___ Source passage
The government is scheduled to repay a record P1.6 trillion in debt next year — its highest yearly debt servicing on record.
Also, the national government’s outstanding debt will further increase to a new high of P14.63 trillion by the end of 2023 or the Marcos administration’s first full-year in office, despite slightly lower borrowings planned for next year, documents on the proposed P5.268-trillion 2023 national budget released on Monday showed.
The end-2023 outstanding debt — P9.96 trillion in domestic obligations plus P4.67 trillion in external debts — will climb from the projected P13.43 trillion by end-2022, and last year’s P11.73 trillion. The debt stock by the end of this year will be composed of P9.2 trillion in locally sourced debts and P4.22 trillion in outstanding foreign borrowings.
Finance officials earlier said the outstanding debt level by year-end will be equivalent to 62 percent of gross domestic product (GDP), a 17-year high reversing the record-low 39.6-percent debt-to-GDP in 2019. The debt-to-GDP ratio is said to be the better measure of an economy’s capability to repay its obligations, with a 60-percent threshold deemed by credit-rating agencies as manageable for emerging markets like the Philippines.
As such, next year’s debt servicing expenditure will be higher than the P1.26 trillion set aside to pay outstanding obligations this year.
In 2023, the government will repay P1.35 trillion in domestic debts (up from P1.02 trillion this year), plus P253.8 billion in foreign obligations (up from this year’s P240.1 billion).
______
Stated task 1: What outstanding debt does the passage on government debt project for the national government by the end of 2023?
___ Raw records
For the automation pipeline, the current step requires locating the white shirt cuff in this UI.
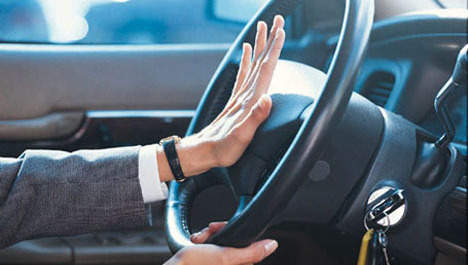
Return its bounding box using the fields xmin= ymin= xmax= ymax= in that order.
xmin=138 ymin=145 xmax=168 ymax=203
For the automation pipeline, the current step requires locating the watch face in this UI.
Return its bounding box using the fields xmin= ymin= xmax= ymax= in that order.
xmin=159 ymin=135 xmax=181 ymax=144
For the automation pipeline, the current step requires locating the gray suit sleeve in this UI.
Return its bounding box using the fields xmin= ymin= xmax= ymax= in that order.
xmin=0 ymin=147 xmax=148 ymax=248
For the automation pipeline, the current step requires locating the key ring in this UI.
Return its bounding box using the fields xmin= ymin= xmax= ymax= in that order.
xmin=364 ymin=211 xmax=391 ymax=233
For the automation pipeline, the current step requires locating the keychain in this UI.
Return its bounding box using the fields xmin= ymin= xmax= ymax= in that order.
xmin=357 ymin=207 xmax=390 ymax=265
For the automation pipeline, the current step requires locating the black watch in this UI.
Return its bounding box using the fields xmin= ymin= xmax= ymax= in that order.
xmin=159 ymin=135 xmax=186 ymax=182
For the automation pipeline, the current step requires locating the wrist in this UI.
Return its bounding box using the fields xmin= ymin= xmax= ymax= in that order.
xmin=176 ymin=136 xmax=216 ymax=177
xmin=156 ymin=136 xmax=216 ymax=181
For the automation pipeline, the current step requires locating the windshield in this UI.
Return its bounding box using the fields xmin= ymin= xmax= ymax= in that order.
xmin=0 ymin=0 xmax=265 ymax=44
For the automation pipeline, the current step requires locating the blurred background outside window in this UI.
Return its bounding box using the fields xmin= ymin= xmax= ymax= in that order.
xmin=0 ymin=0 xmax=266 ymax=44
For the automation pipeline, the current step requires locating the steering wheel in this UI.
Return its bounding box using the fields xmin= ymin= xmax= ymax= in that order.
xmin=166 ymin=0 xmax=374 ymax=252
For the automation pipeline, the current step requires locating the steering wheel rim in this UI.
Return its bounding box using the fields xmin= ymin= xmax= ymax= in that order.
xmin=165 ymin=0 xmax=374 ymax=252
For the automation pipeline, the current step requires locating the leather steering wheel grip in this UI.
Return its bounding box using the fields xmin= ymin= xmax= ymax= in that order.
xmin=166 ymin=0 xmax=374 ymax=252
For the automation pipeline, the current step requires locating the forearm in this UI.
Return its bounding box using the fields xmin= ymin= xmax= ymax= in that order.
xmin=0 ymin=147 xmax=147 ymax=247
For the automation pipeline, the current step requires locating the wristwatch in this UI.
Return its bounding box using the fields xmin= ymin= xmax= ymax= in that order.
xmin=159 ymin=135 xmax=186 ymax=182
______
Stated task 2: Extract every line of the records that contains the string "wheel", treating uppercase and lowercase letters as different.

Finished answer 1: P14.63 trillion

Finished answer 2:
For the automation pipeline, the current step requires locating the steering wheel in this UI.
For the automation pipeline, the current step requires locating the steering wheel rim in this UI.
For the automation pipeline, the current step requires locating the leather steering wheel grip in this UI.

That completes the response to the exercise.